___ Recorded data ___

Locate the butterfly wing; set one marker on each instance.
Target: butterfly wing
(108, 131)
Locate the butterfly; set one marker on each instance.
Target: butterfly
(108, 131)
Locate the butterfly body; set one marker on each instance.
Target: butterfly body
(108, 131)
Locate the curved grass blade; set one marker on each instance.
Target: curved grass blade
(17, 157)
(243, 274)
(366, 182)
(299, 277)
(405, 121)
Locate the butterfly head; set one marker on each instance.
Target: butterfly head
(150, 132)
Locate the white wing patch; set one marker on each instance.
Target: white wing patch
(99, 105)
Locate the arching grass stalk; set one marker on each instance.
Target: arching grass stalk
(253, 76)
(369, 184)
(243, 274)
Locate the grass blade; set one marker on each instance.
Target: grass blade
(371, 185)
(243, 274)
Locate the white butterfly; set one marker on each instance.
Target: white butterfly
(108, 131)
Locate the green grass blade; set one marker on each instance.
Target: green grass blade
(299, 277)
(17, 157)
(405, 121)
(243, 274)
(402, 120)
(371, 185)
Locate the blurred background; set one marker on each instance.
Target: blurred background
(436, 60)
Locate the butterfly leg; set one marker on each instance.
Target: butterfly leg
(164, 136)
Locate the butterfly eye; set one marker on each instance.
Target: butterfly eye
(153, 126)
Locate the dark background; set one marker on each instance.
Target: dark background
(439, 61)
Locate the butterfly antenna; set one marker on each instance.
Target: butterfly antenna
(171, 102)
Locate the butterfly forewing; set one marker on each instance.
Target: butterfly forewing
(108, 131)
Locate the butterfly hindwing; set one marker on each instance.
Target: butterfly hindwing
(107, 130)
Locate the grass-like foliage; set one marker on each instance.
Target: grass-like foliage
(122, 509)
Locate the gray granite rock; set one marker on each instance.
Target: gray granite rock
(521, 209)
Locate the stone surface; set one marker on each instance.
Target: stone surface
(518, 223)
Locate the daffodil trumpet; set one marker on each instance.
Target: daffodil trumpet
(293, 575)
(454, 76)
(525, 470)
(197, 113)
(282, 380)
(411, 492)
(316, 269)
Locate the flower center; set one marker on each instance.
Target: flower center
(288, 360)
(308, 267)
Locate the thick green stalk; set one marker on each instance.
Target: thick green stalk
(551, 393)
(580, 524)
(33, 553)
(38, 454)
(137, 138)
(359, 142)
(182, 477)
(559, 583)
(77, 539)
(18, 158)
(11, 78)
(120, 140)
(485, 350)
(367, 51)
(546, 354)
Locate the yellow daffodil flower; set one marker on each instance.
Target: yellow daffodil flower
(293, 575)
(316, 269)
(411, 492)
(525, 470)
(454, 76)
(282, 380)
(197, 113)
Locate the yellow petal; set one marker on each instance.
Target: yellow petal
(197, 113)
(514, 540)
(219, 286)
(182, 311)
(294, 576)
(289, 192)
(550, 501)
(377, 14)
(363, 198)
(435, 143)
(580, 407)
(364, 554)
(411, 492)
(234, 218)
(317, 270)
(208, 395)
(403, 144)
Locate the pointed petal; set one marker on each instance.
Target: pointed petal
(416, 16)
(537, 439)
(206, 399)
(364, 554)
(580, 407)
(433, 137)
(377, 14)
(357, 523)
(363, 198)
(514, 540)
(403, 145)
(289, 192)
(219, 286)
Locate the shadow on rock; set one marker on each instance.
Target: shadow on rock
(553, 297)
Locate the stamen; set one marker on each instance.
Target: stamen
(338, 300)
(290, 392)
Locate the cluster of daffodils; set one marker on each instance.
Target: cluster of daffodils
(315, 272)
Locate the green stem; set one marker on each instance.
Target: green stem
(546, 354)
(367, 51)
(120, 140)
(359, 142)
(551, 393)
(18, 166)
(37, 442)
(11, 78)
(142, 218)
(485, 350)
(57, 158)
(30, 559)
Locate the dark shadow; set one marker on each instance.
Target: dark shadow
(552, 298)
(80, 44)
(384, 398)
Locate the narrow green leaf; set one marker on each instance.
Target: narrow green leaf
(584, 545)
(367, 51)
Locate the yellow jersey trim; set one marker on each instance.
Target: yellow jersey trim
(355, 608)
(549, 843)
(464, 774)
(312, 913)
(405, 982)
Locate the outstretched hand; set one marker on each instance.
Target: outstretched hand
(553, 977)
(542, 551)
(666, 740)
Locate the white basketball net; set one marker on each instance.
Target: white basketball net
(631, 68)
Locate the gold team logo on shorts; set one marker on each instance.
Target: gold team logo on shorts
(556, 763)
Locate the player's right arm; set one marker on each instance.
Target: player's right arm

___

• What the task requires: Among the lines of the data, identify those with the word "right". Copy each of them.

• Response to this exercise:
Locate the player's right arm; set one marker on each instance.
Target: player's right arm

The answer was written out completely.